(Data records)
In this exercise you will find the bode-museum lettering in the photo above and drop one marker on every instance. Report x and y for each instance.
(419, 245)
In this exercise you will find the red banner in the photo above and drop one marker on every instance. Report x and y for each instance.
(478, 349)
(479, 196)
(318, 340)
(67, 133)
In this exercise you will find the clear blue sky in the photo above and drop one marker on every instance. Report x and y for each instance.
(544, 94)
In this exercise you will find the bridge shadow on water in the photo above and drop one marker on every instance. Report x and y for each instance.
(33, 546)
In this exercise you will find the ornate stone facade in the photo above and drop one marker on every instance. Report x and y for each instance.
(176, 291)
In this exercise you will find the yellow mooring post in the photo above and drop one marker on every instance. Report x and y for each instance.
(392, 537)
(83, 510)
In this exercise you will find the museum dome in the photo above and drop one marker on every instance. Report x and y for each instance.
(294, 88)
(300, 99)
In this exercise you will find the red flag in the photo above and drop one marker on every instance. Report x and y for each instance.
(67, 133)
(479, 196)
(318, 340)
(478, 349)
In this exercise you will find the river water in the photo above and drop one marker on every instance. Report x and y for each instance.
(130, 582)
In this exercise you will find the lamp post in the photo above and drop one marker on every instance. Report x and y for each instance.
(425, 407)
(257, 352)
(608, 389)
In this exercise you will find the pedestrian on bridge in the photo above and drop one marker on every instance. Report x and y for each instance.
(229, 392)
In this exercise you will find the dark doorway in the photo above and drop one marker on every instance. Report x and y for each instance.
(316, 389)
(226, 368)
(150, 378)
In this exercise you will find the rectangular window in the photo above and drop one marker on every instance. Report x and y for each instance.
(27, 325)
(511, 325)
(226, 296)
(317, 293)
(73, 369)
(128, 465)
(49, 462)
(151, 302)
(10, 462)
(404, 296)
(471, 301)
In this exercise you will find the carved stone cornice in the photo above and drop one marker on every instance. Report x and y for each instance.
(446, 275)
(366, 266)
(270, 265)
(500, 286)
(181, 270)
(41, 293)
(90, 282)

EXERCISE AIM: Your task is to repeat each line of the material exactly.

RESULT:
In this exercise you will find the bode-museum lettering in the photo above and drop one marker on every instance. Report x and y for each instance.
(419, 245)
In this exercise you will find the red banner in the photo above and drop one marker on every instance. Report x and y for each instance.
(478, 349)
(479, 196)
(318, 340)
(67, 133)
In this exercise you will find the clear blue sky in the photo above and drop one marker on every instance. Report x and y for each instance.
(544, 94)
In this exercise you will find the bridge shadow on water in the photo above and drop one marker on every instance. Report x and y for each instance.
(33, 546)
In this exercise you will find the ornate stone facade in the photo above and drop one marker on every instance. Report x and y for each instance.
(176, 291)
In this exercise you will find the yellow mooring post in the photo above and drop one marker on every instance. Report x and y for each instance.
(392, 537)
(83, 510)
In this exercise you will find the museum dome in the photo above and drop one marker on every instance. Report x and y for each instance.
(294, 88)
(300, 99)
In this exercise you will find the red flag in the photo above and drop one marker on every instance. Report x and y for each instance.
(67, 133)
(479, 196)
(318, 340)
(478, 349)
In this exercise you will find the river water in the photo above and drop one marker on every instance. Report x and y for each instance.
(130, 582)
In this exercise you will find the lamp post in the photo above and drop one marker on every instance. Report x and y for each instance.
(425, 407)
(257, 352)
(608, 389)
In this exercise you will find the pedestrian on bridge in the photo above and drop one marker on every instance. Report x and y for each instance.
(229, 392)
In this exercise you will find the dark doorway in the photo above and drop one marker on every instance. Report x and y for each instance.
(316, 389)
(226, 368)
(150, 378)
In this exercise you will find the rectangular window in the photo above and drop one marker on every instance. Report x and y for each instance.
(27, 325)
(511, 325)
(226, 296)
(317, 293)
(73, 369)
(128, 465)
(49, 462)
(151, 302)
(10, 462)
(404, 296)
(471, 301)
In this exercise you will find the carved stone cornice in the photo above and drop one marker on every instance. Report x and y for each instance.
(446, 275)
(366, 266)
(270, 265)
(500, 286)
(181, 270)
(41, 293)
(90, 282)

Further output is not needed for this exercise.